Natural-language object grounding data
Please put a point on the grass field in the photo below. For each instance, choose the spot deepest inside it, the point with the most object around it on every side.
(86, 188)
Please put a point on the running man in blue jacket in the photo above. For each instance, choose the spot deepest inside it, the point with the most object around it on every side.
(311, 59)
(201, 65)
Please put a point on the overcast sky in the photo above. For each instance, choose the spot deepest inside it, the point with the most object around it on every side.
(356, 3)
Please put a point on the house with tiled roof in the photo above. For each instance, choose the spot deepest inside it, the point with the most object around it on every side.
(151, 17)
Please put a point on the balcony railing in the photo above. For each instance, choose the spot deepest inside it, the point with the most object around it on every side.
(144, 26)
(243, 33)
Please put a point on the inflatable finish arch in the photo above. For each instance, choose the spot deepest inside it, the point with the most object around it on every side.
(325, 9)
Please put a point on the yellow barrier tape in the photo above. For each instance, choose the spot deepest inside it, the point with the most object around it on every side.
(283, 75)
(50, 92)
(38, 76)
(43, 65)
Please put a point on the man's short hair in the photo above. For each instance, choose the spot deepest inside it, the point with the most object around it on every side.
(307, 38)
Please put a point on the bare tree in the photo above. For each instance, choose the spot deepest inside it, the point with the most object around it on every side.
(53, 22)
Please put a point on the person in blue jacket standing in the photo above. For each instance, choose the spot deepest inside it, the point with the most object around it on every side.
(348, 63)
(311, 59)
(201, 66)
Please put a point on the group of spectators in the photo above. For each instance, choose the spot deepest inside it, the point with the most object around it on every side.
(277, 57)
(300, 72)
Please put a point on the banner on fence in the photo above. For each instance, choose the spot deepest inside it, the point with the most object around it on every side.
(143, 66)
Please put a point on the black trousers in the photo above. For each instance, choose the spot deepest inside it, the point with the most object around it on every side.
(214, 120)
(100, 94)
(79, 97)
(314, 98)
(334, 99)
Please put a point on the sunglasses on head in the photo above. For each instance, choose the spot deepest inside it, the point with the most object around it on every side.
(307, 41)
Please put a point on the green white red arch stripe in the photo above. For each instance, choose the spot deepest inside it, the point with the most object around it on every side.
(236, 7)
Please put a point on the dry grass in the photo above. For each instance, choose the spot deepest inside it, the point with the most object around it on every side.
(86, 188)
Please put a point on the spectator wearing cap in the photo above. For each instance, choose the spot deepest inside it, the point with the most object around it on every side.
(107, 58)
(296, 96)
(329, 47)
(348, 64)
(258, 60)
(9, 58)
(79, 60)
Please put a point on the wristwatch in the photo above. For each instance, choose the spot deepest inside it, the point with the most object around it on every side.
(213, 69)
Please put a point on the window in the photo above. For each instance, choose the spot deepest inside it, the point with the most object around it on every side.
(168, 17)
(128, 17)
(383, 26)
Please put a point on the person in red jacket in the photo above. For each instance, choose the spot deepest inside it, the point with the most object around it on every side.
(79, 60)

**WORK TO COMPLETE:** All records above are to be output again exactly as they stand.

**OUTPUT FOR THIS EXERCISE:**
Please put a point on the grass field in the photo below. For each instance, choose the spot deepest inside it, the point with the most object around it on every side.
(86, 188)
Please put a point on the running man in blue jacket in the photo above. For each instance, choose the spot deepest inside it, the point with the most object around it on every side.
(311, 59)
(201, 65)
Please put a point on the overcast sky in the photo above. For each instance, choose the spot deepest inside it, the point with the most object around it on every side.
(356, 3)
Please put a point on the house with tiled roof in the photo above. For each instance, choose the spot deepest inside it, the point with the most object around it on every side.
(151, 17)
Please put a point on the balcony railing in the photo above. For each instance, choose the spot deepest inside it, the point with the most object around it on every side.
(144, 26)
(243, 33)
Please put a point on the inflatable finish arch in the photo above. For each instance, choose the spot deepest inside it, the point with the most object around it on every side.
(325, 9)
Please put a point on the yellow barrier tape in the photo above. For each instance, choose the spot deepest inside it, the point with the most object around it on every side.
(283, 75)
(50, 92)
(38, 76)
(43, 65)
Please put a point on the man's short hair in the photo above. For each instance, choose the spot deepest inside it, the point with the most object around it on every side.
(307, 38)
Please put a point on the bare tree in the photo above. For each instance, choose the spot deepest inside it, the point with the most object around it on every side.
(53, 22)
Please put a point on the person in blue jacket standing in the photo above. For each instance, choose the spot deepest inside it, the point with the most object around it on every side.
(348, 63)
(311, 59)
(201, 66)
Please put a point on the group of spectators in the photo above. For each instance, choose the spot deepest inside it, the point with the most object around it on every side.
(277, 57)
(300, 72)
Please put a point on the banner on fence in the photo above. For each instance, choose the spot deepest inside it, the point with the most object around it on every side.
(143, 66)
Please put a point on the black trousers in the photo above. For each instance, choose the spot deepest inside it, the point with the most object around it on every side.
(214, 120)
(100, 94)
(79, 97)
(314, 98)
(334, 99)
Please put a point on the sunglasses on head in the photo above. For each instance, choose the spot deepest inside it, the point with the most object around it on every side.
(307, 41)
Please put a point on the green white red arch stripe in the photo above. For each instance, choose the spot deepest inside it, the point with the most object around it on every side.
(236, 7)
Please put a point on the dry grass in the photo above. For each instance, choose the spot deepest inside it, the point with the most object around it on every side.
(86, 188)
Please put a point on the spectator wearing cap in the photo above. For each instance, choose the spot deepest inside it, the point with the most object around it on every side.
(107, 58)
(296, 96)
(329, 47)
(348, 64)
(258, 60)
(9, 58)
(79, 60)
Please put a point on the wristwatch in the photo above. For each instance, choose the spot deepest inside it, the point with the most object around it on every side.
(213, 69)
Please put a point on the window in the photo above. For each instance, choose the spot deepest inside it, the point with the most object around it on every side.
(168, 17)
(128, 17)
(383, 26)
Please put a point on the person in red jacket in the photo above. For each instance, choose the spot deepest inside it, the point with the most object around it on every side.
(79, 60)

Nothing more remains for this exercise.